Alıştırmalar:
A. Aşağıdaki Yargıtay kararına göre şu ifadelerin her birine evet ya da hayır diye cevap verin ve cevabınızı belirleyen sözleri karardan aynen aktarın. (i) Çekişmeli taşınmaz tapuda tarla niteliğiyle kayıtlıdır. (ii) Dava dilekçesi 2012 yılında verilmiştir. (iii) Mahkeme harç ve yargılama giderlerini davalıya yüklemiştir.
B. Aşağıdaki Yargıtay kararında geçen bütün tarihleri, karardaki yazılışlarıyla sıralayın.
C. Aşağıdaki Yargıtay kararını kaldığı yerden devam ettirin.

20. Hukuk Dairesi 2014/10434 E. , 2015/4156 K.
"İçtihat Metni"MAHKEMESİ :Sulh Hukuk Mahkemesi
Taraflar arasındaki davanın yapılan yargılaması sonunda kurulan hükmün Yargıtayca incelenmesi davacı ... tarafından istenilmekle, süresinde olduğu anlaşılan temyiz dilekçesinin kabulüne karar verildikten sonra dosya incelendi, gereği düşünüldü:
... İlçesi, ... Köyü 17 parsel sayılı 1937,305 m2 yüzölçümündeki taşınmaz, tarla niteliğiyle davalı ... adına tapuda kayıtlıdır.
Davacı ..., 09.03.2011 tarihli dava dilekçesi ile, çekişmeli taşınmazın kesinleşen orman sınırları içinde kaldığı ve orman sayılan yerlerden olduğu iddiasıyla tapusunun iptali ile orman niteliğiyle adına tescili ve davalının elatmasının önlenmesi istemiyle dava açmıştır.
Mahkemece, davanın feragat nedeni ile reddine karar verilmiş, hüküm davacı ... tarafından temyiz edilmiştir.
Dava, tapu iptali ve tescil istemine ilişkindir.
Yörede, 06/12/1982 - 04/01/1983 tarihleri arasında ilân edilen arazi kadastrosu ve 6831 sayılı Kanun hükümlerine göre yapılıp 21/04/2008 tarihinde ilân edilen orman kadastrosu ve 2/B uygulaması vardır.
İncelenen dosya kapsamına göre; davacı vekilinin mahkemeye verdiği 01.06.2012 havale tarihli dilekçesinde, "" Görülmekte olan davadan ...nün 25/10/2011 tarih ve 103 sayılı olurları ile vazgeçildiğini"" ifadesi yer almaktadır.
Mahkemece, davacının davasının feragat nedeniyle reddine, harç ve yargılama giderlerinin davacı üzerinde bırakılmasına karar verilmiştir.

Veri Bölümü:

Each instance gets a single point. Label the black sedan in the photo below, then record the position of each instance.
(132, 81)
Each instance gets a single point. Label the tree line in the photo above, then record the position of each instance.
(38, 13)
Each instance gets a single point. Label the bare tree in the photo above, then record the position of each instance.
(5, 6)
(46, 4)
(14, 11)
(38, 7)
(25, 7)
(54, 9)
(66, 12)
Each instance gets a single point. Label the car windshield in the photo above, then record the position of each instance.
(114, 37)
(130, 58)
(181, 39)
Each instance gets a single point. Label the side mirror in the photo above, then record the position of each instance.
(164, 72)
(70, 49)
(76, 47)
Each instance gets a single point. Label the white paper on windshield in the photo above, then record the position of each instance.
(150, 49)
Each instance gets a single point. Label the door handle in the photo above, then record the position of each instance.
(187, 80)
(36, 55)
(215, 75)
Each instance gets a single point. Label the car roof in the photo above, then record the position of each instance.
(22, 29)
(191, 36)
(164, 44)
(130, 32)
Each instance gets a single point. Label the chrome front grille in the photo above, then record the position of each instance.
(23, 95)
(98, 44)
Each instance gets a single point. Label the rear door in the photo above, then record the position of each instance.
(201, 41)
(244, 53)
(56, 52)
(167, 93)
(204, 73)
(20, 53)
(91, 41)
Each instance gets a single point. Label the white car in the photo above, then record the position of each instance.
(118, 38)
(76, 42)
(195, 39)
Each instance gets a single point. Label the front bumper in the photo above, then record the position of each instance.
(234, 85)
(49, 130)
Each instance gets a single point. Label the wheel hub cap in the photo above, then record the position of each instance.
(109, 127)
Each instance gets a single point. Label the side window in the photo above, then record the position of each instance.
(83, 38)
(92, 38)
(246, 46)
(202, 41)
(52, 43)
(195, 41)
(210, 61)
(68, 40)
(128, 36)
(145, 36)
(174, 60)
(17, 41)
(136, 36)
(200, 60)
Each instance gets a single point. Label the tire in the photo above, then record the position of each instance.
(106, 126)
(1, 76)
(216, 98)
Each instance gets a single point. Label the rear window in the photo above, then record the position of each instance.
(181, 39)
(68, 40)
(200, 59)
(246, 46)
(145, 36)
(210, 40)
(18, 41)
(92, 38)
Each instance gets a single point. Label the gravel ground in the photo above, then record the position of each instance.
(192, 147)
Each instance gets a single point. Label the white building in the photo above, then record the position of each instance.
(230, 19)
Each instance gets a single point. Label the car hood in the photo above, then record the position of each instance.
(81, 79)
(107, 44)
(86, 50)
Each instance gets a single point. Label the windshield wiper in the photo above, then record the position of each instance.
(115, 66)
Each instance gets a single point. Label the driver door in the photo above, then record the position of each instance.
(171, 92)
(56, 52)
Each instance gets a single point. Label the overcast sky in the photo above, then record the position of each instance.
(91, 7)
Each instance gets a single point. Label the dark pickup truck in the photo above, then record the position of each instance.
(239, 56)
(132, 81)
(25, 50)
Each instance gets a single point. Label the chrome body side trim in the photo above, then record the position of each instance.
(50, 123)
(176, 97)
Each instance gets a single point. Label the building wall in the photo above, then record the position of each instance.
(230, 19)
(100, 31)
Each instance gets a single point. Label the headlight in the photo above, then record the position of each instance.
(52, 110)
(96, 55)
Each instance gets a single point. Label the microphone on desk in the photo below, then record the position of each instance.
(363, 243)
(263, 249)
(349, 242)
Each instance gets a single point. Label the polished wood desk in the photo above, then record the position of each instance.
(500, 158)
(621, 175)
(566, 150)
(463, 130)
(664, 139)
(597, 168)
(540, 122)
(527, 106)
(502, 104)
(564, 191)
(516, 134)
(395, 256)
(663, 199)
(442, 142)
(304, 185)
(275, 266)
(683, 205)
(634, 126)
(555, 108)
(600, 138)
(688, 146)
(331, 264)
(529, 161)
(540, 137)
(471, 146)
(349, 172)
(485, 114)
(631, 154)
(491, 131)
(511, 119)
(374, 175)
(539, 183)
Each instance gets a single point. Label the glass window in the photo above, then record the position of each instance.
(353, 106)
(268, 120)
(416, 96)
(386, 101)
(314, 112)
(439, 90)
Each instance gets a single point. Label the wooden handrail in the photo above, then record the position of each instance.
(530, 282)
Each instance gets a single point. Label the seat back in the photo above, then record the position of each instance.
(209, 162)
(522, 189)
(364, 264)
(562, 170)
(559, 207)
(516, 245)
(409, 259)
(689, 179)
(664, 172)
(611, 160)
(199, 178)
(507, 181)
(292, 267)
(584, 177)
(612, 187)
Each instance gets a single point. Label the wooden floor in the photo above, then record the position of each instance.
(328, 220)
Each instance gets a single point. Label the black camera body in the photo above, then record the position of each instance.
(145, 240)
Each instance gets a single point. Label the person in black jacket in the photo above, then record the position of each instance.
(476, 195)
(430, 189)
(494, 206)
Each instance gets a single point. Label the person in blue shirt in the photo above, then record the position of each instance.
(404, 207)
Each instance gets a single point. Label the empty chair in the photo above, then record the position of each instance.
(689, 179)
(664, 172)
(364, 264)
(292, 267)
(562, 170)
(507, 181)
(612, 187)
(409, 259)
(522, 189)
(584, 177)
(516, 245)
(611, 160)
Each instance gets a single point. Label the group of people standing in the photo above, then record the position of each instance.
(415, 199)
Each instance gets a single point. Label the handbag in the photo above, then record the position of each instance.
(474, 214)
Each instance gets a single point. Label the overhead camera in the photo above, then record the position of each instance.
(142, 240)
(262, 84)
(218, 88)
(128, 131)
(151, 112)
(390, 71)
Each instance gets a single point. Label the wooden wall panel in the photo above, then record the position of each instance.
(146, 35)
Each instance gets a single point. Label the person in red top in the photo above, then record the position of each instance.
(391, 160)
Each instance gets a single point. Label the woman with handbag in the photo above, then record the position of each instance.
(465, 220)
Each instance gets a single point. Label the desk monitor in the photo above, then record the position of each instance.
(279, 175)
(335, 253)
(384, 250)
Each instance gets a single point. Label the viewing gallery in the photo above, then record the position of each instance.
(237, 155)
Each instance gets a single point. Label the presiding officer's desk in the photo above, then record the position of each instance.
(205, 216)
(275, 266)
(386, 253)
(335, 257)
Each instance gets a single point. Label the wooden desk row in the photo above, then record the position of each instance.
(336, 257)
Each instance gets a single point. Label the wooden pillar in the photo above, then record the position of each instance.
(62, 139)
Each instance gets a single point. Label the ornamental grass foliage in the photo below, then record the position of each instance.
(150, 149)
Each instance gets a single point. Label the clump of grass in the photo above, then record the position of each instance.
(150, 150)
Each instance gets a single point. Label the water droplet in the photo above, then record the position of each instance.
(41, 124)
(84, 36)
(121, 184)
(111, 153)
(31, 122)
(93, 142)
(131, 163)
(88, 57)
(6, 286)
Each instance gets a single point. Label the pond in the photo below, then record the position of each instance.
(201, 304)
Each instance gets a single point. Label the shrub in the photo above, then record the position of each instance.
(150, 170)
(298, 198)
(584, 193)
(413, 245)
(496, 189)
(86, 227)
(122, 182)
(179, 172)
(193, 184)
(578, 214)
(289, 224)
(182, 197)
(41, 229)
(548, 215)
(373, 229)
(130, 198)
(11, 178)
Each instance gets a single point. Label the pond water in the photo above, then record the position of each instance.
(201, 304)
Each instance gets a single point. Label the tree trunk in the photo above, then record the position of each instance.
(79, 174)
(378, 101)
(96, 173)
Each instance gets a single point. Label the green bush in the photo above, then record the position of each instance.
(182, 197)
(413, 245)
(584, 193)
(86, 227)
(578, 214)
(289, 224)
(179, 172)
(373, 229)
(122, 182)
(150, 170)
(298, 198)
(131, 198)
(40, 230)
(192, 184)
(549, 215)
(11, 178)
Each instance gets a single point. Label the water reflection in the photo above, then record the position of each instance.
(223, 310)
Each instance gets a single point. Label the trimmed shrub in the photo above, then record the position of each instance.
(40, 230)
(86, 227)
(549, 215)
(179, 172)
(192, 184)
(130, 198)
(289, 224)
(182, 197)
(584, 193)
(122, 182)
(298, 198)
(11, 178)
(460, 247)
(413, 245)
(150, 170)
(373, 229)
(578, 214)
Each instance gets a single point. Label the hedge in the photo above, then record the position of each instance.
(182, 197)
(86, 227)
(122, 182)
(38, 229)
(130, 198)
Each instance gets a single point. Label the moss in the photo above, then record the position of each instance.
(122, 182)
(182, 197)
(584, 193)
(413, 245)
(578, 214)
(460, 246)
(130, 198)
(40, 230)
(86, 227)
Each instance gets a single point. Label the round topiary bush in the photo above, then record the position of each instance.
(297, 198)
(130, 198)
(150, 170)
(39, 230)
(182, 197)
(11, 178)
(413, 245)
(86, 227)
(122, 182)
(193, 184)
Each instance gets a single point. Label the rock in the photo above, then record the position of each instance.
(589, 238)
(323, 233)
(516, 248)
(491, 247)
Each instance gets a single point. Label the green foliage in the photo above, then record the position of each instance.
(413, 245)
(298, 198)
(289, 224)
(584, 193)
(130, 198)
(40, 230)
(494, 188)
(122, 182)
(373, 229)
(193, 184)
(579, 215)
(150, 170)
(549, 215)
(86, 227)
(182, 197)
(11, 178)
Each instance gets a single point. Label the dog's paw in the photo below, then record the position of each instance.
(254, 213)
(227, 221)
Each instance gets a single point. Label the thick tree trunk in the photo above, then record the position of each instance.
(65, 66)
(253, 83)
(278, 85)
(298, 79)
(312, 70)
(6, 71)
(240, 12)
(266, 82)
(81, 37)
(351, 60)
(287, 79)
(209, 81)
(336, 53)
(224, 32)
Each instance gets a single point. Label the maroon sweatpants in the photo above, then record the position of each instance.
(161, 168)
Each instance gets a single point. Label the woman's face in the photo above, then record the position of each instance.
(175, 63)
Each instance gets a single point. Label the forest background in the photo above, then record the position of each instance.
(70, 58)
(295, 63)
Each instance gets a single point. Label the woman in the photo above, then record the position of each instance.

Nihai Sonuçlar:
A.
(i) Evet: "tarla niteliğiyle davalı ... adına tapuda kayıtlıdır"
(ii) Hayır: "09.03.2011 tarihli dava dilekçesi ile"
(iii) Hayır: "harç ve yargılama giderlerinin davacı üzerinde bırakılmasına"

B. 09.03.2011, 06/12/1982, 04/01/1983, 21/04/2008, 01.06.2012, 25/10/2011

C.
Davacı ..., davadan feragat yönünde beyanları olmadığı, ...den gelen "Olur"" ifadesinin davanın takibinden vazgeçme niteliğinde olduğundan yerel mahkeme hükmünün bozulması talep etmiştir.
6100 sayılı Hukuk Muhakemeleri Kanununun 307. maddesi ve devamında düzenlenen “Davacının, talep sonucundan kısmen veya tamamen vazgeçmesi” olarak tanımlanan “Davadan feragat” niteliğindeki bir vazgeçme değil, kanundan kaynaklanan ve davalının rıza ve muvafakatının da aranmadığı, kendine özgü (davanın geri alınması niteliğinde) bir vazgeçme söz konusudur. Öte yandan, davaya son veren taraf işlemlerinden biri olan feragat, davacının netice-i talebinden kısmen veya tamamen vazgeçmesidir. Hiç kimse kendi lehine olan bir davayı açmaya zorlanamayacağı gibi (HMK m. 24/2), davacı da açmış olduğu bir davayı sonuna kadar takip etmeye zorlanamaz. Bunun doğal sonucu olarak, davacı, açmış olduğu davayı feragatle sona erdirebilir (m.24/3).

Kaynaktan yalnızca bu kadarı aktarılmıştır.